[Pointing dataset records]

------------------------------

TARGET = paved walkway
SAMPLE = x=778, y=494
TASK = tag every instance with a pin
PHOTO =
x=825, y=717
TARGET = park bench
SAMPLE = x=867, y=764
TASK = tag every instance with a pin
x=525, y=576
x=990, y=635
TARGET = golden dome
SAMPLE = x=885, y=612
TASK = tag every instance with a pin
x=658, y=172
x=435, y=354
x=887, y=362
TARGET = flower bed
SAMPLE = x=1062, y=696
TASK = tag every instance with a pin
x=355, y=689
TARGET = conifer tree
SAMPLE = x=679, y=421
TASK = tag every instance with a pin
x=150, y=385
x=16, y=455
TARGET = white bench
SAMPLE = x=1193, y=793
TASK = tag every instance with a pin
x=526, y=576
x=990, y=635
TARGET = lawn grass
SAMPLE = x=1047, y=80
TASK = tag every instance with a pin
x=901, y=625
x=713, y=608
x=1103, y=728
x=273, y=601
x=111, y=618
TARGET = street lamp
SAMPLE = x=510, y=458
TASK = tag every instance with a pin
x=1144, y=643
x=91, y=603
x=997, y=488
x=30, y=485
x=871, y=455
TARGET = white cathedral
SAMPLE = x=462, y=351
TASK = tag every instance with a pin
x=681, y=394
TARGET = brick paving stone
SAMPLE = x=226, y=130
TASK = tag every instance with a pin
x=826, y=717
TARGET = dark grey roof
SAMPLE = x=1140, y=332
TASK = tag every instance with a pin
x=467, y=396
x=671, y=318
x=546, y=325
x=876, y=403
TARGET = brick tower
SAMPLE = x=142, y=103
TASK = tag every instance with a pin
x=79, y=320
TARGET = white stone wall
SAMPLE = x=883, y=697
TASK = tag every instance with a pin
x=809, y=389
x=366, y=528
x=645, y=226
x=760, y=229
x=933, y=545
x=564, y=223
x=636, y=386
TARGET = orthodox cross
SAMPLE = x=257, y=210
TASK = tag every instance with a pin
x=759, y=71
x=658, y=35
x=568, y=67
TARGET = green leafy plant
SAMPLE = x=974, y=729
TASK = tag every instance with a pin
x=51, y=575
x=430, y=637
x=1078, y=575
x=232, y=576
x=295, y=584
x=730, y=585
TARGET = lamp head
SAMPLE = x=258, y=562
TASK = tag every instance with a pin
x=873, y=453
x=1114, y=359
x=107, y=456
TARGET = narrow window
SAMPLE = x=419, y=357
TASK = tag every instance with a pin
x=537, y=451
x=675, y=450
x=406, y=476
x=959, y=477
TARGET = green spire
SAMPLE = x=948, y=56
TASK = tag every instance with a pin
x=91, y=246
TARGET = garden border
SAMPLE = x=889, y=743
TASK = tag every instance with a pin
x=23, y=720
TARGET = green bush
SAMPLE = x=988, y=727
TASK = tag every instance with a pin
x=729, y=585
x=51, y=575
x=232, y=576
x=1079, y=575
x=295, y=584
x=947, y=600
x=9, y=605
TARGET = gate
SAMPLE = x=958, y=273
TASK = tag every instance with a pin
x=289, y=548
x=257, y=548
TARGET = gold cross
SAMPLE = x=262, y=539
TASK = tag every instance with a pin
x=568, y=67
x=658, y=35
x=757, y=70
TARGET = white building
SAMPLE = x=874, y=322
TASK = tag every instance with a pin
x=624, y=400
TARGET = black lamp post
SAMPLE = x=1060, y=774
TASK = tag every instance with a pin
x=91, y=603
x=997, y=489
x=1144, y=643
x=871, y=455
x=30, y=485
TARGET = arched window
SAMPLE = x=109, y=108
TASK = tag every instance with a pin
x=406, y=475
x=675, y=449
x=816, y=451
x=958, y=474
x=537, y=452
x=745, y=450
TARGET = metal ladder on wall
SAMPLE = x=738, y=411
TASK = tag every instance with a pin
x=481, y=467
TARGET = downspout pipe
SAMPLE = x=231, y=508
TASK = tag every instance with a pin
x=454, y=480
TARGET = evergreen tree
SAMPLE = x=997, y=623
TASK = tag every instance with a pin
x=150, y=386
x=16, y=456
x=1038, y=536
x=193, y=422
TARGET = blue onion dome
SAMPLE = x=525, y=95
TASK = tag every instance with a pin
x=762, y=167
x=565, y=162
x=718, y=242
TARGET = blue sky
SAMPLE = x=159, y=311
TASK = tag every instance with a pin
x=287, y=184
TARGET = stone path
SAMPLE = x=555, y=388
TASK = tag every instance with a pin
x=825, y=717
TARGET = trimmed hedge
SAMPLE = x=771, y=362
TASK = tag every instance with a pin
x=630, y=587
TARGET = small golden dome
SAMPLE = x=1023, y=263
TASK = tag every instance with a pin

------------------------------

**EXERCISE:** Every entry should be printed again exactly as written.

**THE REPLY:**
TARGET = paved walkway
SAMPLE = x=778, y=494
TASK = tag every instance with a pin
PHOTO =
x=825, y=717
TARGET = park bench
SAMPLE = x=867, y=764
TASK = tag every instance with a pin
x=525, y=576
x=990, y=635
TARGET = golden dome
SAMPLE = x=885, y=612
TASK = tag every instance with a pin
x=658, y=172
x=435, y=354
x=887, y=362
TARGET = flower bed
SAMPLE = x=1062, y=696
TASK = tag every instance with a pin
x=355, y=689
TARGET = conifer tree
SAMPLE = x=679, y=421
TASK = tag every instance with a pin
x=150, y=385
x=16, y=455
TARGET = white bench
SAMPLE = x=1193, y=793
TASK = tag every instance with a pin
x=526, y=576
x=990, y=635
TARGET = lawn grass
SAMPLE = x=1047, y=80
TASK = tag every instance with a pin
x=901, y=625
x=713, y=608
x=1103, y=728
x=273, y=601
x=111, y=618
TARGET = street lamp
SAMPLE = x=510, y=458
TASK = tag every instance with a pin
x=1144, y=643
x=91, y=603
x=997, y=488
x=30, y=485
x=871, y=455
TARGET = white cathedral
SAMPLE = x=462, y=351
TASK = tag every instance with a pin
x=681, y=394
TARGET = brick paving stone
SAMPLE = x=226, y=130
TASK = tag every instance with a pin
x=826, y=717
TARGET = dark grey roof
SAMPLE = x=1140, y=332
TASK = tag every instance with a pin
x=467, y=396
x=671, y=318
x=546, y=325
x=876, y=403
TARGET = brick tower
SAMPLE = x=142, y=103
TASK = tag every instance with a pin
x=79, y=320
TARGET = white stone wall
SAMPLE = x=883, y=697
TASK = tag every instance with a pin
x=809, y=389
x=366, y=528
x=645, y=226
x=760, y=229
x=933, y=545
x=564, y=223
x=636, y=386
TARGET = orthodox cross
SAMPLE = x=257, y=210
TASK = tag every instance with a pin
x=759, y=71
x=658, y=35
x=568, y=67
TARGET = green leafy plant
SAMPLE = x=974, y=729
TASK = tag every instance with a pin
x=51, y=575
x=430, y=637
x=1078, y=575
x=232, y=576
x=295, y=584
x=730, y=585
TARGET = lamp head
SAMPLE = x=258, y=562
TASK = tag every instance with a pin
x=873, y=453
x=1114, y=359
x=107, y=456
TARGET = narrow window
SAMPLE = x=419, y=357
TASK = tag every instance with a pin
x=537, y=451
x=675, y=450
x=406, y=476
x=959, y=477
TARGET = green spire
SAMPLE = x=948, y=56
TASK = tag every instance with a pin
x=91, y=246
TARGET = garden border
SAMPLE = x=889, y=743
TASK = tag every instance with a pin
x=23, y=720
TARGET = green bush
SAMPLE = x=988, y=727
TASK = tag every instance with a pin
x=729, y=585
x=51, y=575
x=232, y=576
x=1079, y=575
x=295, y=584
x=947, y=600
x=9, y=605
TARGET = gate
SAMPLE = x=958, y=273
TASK = tag every instance with a pin
x=289, y=548
x=257, y=548
TARGET = gold cross
SAMPLE = x=262, y=539
TASK = tag every instance with a pin
x=568, y=67
x=658, y=35
x=757, y=70
TARGET = white building
SAMPLE = x=874, y=322
TASK = tag every instance with a pin
x=624, y=400
TARGET = black lamp post
SAMPLE = x=1060, y=774
TASK = tag every instance with a pin
x=91, y=603
x=997, y=489
x=1144, y=643
x=871, y=455
x=30, y=485
TARGET = arched window
SAMPLE = x=109, y=108
TASK = tag every instance with a pin
x=406, y=475
x=675, y=449
x=816, y=451
x=958, y=474
x=537, y=452
x=745, y=450
TARGET = metal ladder on wall
SAMPLE = x=738, y=411
TASK = tag every instance with a pin
x=481, y=467
TARGET = downspout pipe
SAMPLE = x=231, y=508
TASK = tag every instance with a pin
x=454, y=480
TARGET = evergreen tree
SAMPLE = x=997, y=623
TASK = tag every instance with a pin
x=150, y=386
x=16, y=456
x=1038, y=536
x=193, y=422
TARGET = blue onion dome
SAMPLE = x=525, y=95
TASK = tag every instance with a pin
x=762, y=167
x=565, y=162
x=718, y=242
TARGET = blue sky
SAMPLE = x=159, y=311
TASK = tag every instance with a pin
x=287, y=184
TARGET = stone path
SAMPLE = x=555, y=388
TASK = tag every instance with a pin
x=825, y=717
TARGET = trimmed hedge
SAMPLE = x=771, y=362
TASK = tag every instance with a pin
x=630, y=587
TARGET = small golden dome
SAMPLE = x=1023, y=263
TASK = tag every instance with a pin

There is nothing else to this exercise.